Exercise data:
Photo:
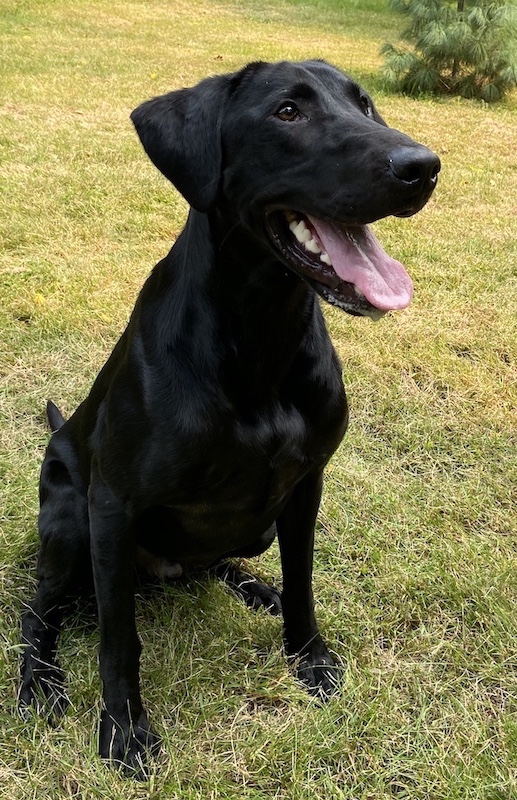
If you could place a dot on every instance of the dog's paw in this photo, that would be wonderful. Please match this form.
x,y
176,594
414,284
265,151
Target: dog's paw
x,y
250,590
42,689
317,670
126,745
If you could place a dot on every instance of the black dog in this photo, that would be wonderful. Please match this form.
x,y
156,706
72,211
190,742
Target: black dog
x,y
206,433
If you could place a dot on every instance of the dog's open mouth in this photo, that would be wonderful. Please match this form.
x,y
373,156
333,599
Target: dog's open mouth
x,y
345,264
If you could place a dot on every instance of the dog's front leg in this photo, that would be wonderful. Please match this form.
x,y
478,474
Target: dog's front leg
x,y
302,638
124,733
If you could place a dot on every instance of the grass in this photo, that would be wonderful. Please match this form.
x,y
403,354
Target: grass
x,y
415,568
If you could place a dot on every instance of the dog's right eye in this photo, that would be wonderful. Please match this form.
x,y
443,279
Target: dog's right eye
x,y
287,112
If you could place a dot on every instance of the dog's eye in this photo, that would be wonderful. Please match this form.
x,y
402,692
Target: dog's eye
x,y
366,105
287,112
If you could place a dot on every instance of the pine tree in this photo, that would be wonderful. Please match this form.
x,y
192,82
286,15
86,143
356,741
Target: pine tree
x,y
465,47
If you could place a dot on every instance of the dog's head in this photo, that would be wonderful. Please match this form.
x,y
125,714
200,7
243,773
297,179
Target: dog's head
x,y
300,156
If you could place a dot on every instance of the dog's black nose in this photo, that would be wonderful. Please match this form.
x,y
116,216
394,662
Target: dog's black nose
x,y
418,167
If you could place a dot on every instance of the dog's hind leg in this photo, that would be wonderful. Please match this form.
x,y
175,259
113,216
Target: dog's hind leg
x,y
63,567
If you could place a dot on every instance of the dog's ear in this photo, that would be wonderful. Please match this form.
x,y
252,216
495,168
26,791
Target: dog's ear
x,y
181,133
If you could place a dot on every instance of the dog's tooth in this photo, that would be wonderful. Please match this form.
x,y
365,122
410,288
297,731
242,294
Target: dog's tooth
x,y
312,246
300,230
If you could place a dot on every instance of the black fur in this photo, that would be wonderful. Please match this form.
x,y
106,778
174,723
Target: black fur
x,y
207,430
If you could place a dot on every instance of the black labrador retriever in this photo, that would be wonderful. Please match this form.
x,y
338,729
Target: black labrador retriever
x,y
206,432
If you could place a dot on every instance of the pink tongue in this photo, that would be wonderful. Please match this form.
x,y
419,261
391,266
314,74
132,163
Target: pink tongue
x,y
358,258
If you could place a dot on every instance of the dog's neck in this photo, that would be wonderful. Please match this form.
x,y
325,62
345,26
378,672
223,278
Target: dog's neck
x,y
255,314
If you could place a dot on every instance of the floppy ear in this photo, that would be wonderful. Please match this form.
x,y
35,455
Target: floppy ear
x,y
181,133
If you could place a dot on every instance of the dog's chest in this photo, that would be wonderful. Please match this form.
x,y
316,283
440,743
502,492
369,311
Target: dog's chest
x,y
246,463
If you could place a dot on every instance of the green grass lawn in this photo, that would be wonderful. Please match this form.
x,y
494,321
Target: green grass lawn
x,y
415,564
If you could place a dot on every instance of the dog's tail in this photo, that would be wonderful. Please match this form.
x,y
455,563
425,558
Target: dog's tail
x,y
55,417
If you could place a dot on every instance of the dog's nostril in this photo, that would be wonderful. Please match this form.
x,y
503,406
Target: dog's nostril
x,y
416,166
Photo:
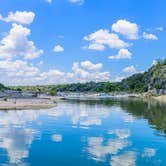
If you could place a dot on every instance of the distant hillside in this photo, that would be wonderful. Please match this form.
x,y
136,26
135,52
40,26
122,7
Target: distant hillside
x,y
153,81
2,87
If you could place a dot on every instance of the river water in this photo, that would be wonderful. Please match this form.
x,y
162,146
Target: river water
x,y
85,133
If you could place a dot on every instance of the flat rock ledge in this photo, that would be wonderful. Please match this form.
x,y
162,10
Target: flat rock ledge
x,y
20,104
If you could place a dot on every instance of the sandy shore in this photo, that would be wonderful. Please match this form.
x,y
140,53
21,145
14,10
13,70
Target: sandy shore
x,y
26,104
161,98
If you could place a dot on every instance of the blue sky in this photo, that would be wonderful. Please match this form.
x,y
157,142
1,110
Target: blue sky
x,y
63,41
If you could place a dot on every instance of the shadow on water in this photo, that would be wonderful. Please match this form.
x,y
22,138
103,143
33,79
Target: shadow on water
x,y
153,111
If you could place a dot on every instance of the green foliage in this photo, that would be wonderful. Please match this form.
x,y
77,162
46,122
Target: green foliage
x,y
53,92
157,86
5,98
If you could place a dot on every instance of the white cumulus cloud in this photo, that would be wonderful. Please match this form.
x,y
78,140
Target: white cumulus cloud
x,y
149,36
122,54
22,17
126,28
101,38
16,43
130,70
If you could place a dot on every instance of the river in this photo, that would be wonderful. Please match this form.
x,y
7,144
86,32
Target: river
x,y
85,133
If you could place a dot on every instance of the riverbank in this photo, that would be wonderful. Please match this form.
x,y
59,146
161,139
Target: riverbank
x,y
161,98
18,104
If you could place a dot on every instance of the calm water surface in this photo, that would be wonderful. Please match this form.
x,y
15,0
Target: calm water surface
x,y
87,133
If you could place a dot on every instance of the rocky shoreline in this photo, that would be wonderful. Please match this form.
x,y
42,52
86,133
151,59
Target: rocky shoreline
x,y
31,103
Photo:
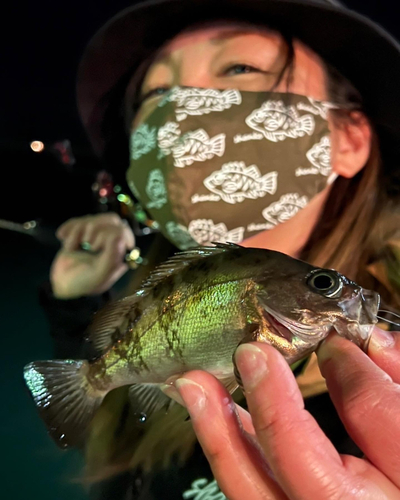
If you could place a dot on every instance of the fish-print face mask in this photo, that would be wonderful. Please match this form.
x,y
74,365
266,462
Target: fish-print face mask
x,y
223,165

Task goal:
Please reproduce the whole listing above with "wonderful" swapped for "helpful" wherever it appears and everything else unchanged. Leave the pictures out of your answer.

The solution:
Photo:
If you could place a dot on every instance of the dog's paw in this photo, that would be helpful. Please match this form.
x,y
176,594
414,284
265,151
Target: dog's paw
x,y
250,590
42,689
317,670
126,745
If you could place a dot on every instance of the black dog in this photo, that would be helpful. Please match this form.
x,y
156,706
72,211
190,742
Target: black dog
x,y
206,433
If you could place a dot on every instance of the dog's open mouth in this photo, that would be helpful. Please match this form.
x,y
373,156
333,599
Target: dog's open mouth
x,y
345,264
If you could place a dot on every instance of the dog's front leg in this photo, that would be helpful. Please match this form.
x,y
478,474
Target: dog's front leg
x,y
302,638
124,733
If you could place a dot on every instance of the grass in this photo, that would be helpful. Please match this form.
x,y
403,354
Target: grass
x,y
415,568
If you could place a dot on every instance of the dog's right eye in this photo, that would be helpful. Please match this form.
x,y
443,279
Target: dog's right eye
x,y
287,112
If you could place a dot on every instance of the dog's eye in this photo, that would be helpful. Please match this form.
x,y
402,692
Target: dog's eye
x,y
366,105
287,112
If you could place a dot on every instance of the pine tree in this photo, that would be helpful. Please match this form.
x,y
192,82
286,15
86,143
356,741
Target: pine tree
x,y
465,47
If you could place a dot on every instance of the dog's head in this photo, that would be helpful. Please match this form.
x,y
125,714
200,7
243,773
297,179
Target: dog's head
x,y
300,156
If you could place a dot on every instance of the dog's black nose in this photo, that would be helpful. Please match this form.
x,y
116,216
394,662
Target: dog's black nose
x,y
418,167
If you could place a dot on every instance of the dog's hind leg in this photo, that would be helpful. Please match this form.
x,y
175,259
113,216
Target: dog's hind leg
x,y
63,567
If you could place a dot on every instance of the dog's ear in this photo, that would be helpful. Please match this form.
x,y
252,216
495,168
26,791
Target: dog's ear
x,y
181,133
If you could place a dot on every instance of the dog's tooth in this photo, that would be helpful. Please match this form.
x,y
365,122
410,288
297,731
242,294
Target: dog's tooth
x,y
312,246
300,230
If you could place a dot on every instance of the black fur in this photo, that would be helpful. Please match this form.
x,y
106,778
174,723
Target: black fur
x,y
207,430
If you could place a dot on every instance of the black labrador retriever in this photo, that would be helpful. Please match this form.
x,y
338,729
Target: black labrador retriever
x,y
206,432
If you could place a dot on every instance of the pink tongue in this photo, that would be helpful. Please match this form.
x,y
419,261
391,266
314,74
132,163
Target: pink tongue
x,y
358,258
If you could place a dot on every instance of the dog's neck in this photo, that would be helpful. Please match this form.
x,y
325,62
345,26
378,672
223,278
Target: dog's neck
x,y
255,314
If you could place a dot on every instance of the floppy ear in this photo, that would be helpful. Please match this form.
x,y
35,455
Target: floppy ear
x,y
181,133
If you could place a dot on every instance of the dog's chest in this photo, that would be helpful. Please match this form.
x,y
316,283
440,743
502,492
369,311
Target: dog's chest
x,y
246,463
If you could place a dot on every instance of the green grass lawn in this photo, that would be helpful. Please match this form.
x,y
494,321
Target: green grass lawn
x,y
415,564
If you could place a dot on every instance of the dog's tail in this photo, that would be helpful. Please match this form.
x,y
455,563
425,558
Target: dog's tail
x,y
55,417
If you could place a dot on every instance of the dog's nostril in this photo, that would be helpful. Please match this form.
x,y
503,406
Target: dog's nostril
x,y
416,166
Photo:
If you could place a dot on every instance of the distant hillside in this photo, that would be helpful. Please match this form.
x,y
136,26
135,52
40,26
122,7
Target: distant hillside
x,y
153,81
2,87
If you could place a dot on every instance of the river water in this photo, that would be helpful. Please match this form.
x,y
162,146
Target: river water
x,y
85,133
If you could place a dot on every instance of the flat rock ledge in this photo, that would be helpful. Please match this form.
x,y
162,10
Target: flat rock ledge
x,y
20,104
If you could place a dot on every instance of the sandy shore in this photo, that would be helpful. Please match this form.
x,y
140,53
21,145
14,10
13,70
Target: sandy shore
x,y
26,104
161,98
If you could place a dot on every instance of the blue sky in this photo, that would be helpful. Please match this form.
x,y
157,142
1,110
Target: blue sky
x,y
63,41
If you could place a dot on every instance of the shadow on water in this photo, that would be helpful. Please match this form.
x,y
22,138
103,143
33,79
Target: shadow on water
x,y
153,111
If you could place a dot on every instance of the green foliage in this photo, that would be helpful. Please match this form.
x,y
77,162
46,122
Target: green foliage
x,y
53,92
157,86
5,98
If you could place a dot on every instance of the white cumulus cloud in this photo, that would be helpful. Please match this form.
x,y
78,140
Target: white cumulus cloud
x,y
149,36
122,54
22,17
126,28
101,38
16,43
130,70
If you could place a dot on every instance of the river in this photo, that would be helpful. Please match this form.
x,y
7,144
86,32
Target: river
x,y
85,133
If you could place a dot on every instance of the riverbank in this photo, that would be helpful. Please match this form.
x,y
59,146
161,139
Target: riverbank
x,y
161,98
18,104
If you could place a dot on every instance of the calm water surface in this photo, that would be helpful. Please match this form.
x,y
15,0
Target: calm water surface
x,y
87,133
If you could place a dot on every instance of the rocky shoreline in this photo, that would be helpful. Please match this form.
x,y
42,52
86,133
151,59
Target: rocky shoreline
x,y
31,103
Photo:
If you could place a dot on every instance of the fish-print face mask in this photo, that would be helpful. Please match this form.
x,y
74,365
266,462
Target: fish-print face mask
x,y
223,165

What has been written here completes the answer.